▶ [Trecho fornecido]:
◆ ◆ ◆ ◆ ◆

UM DESENHO POR SEMANA

terça-feira, 29 de abril de 2014

O vil metal e as crianças


Contido em alguns, mais visível em outros, há um desespero comum a todos os pais incipientes: o faz me rir, o vil metal, a bufunfa. Sim, quando o exame dá positivo temos o momento de euforia barra susto barra emoção e alguns dias depois, o pensamento que vem é “quanto vai custar?” A responsabilidade de ser pai, mentor, exemplo a gente deixa pra depois, já que teremos um bebê que, apesar de absorver muito, ainda não precisa em seus primeiros dias de receber lá muito conhecimento. Então, durante a gravidez, é l'argent que vem à cabeça. Preciso fazer uma poupança pro garoto. Preciso pintar, decorar o quarto. Preciso comprar 500 coisas que eu não sei o que são, mas sei que são caras. Preciso pensar na creche pra daqui um ano, preciso pensar na escola pra daqui 6. Preciso de uma casa maior. Preciso ganhar mais dinheiro.

◆ ◆ ◆ ◆ ◆

▶ [Dados fornecidos]:
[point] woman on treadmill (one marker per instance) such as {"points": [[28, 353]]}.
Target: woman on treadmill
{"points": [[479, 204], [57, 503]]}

◆ ◆ ◆ ◆ ◆

▶ [Orientação 1]:
Traduza para o inglês a seguinte frase do trecho sobre pais e dinheiro: "Preciso comprar 500 coisas que eu não sei o que são, mas sei que são caras."
▶ [Orientação 2]:
Extraia do trecho fornecido a parte que se inicia com as palavras que contêm "terça-feira, 29 de" e se encerra com "ganhar mais dinheiro.".
Recorra unicamente ao trecho fornecido para resolver o que se pede.

▶ [Resolução 1]:
I need to buy 500 things; I don't know what they are, but I know they're expensive.

▶ [Resolução 2]:
terça-feira, 29 de abril de 2014

O vil metal e as crianças


Contido em alguns, mais visível em outros, há um desespero comum a todos os pais incipientes: o faz me rir, o vil metal, a bufunfa. Sim, quando o exame dá positivo temos o momento de euforia barra susto barra emoção e alguns dias depois, o pensamento que vem é “quanto vai custar?” A responsabilidade de ser pai, mentor, exemplo a gente deixa pra depois, já que teremos um bebê que, apesar de absorver muito, ainda não precisa em seus primeiros dias de receber lá muito conhecimento. Então, durante a gravidez, é l'argent que vem à cabeça. Preciso fazer uma poupança pro garoto. Preciso pintar, decorar o quarto. Preciso comprar 500 coisas que eu não sei o que são, mas sei que são caras. Preciso pensar na creche pra daqui um ano, preciso pensar na escola pra daqui 6. Preciso de uma casa maior. Preciso ganhar mais dinheiro.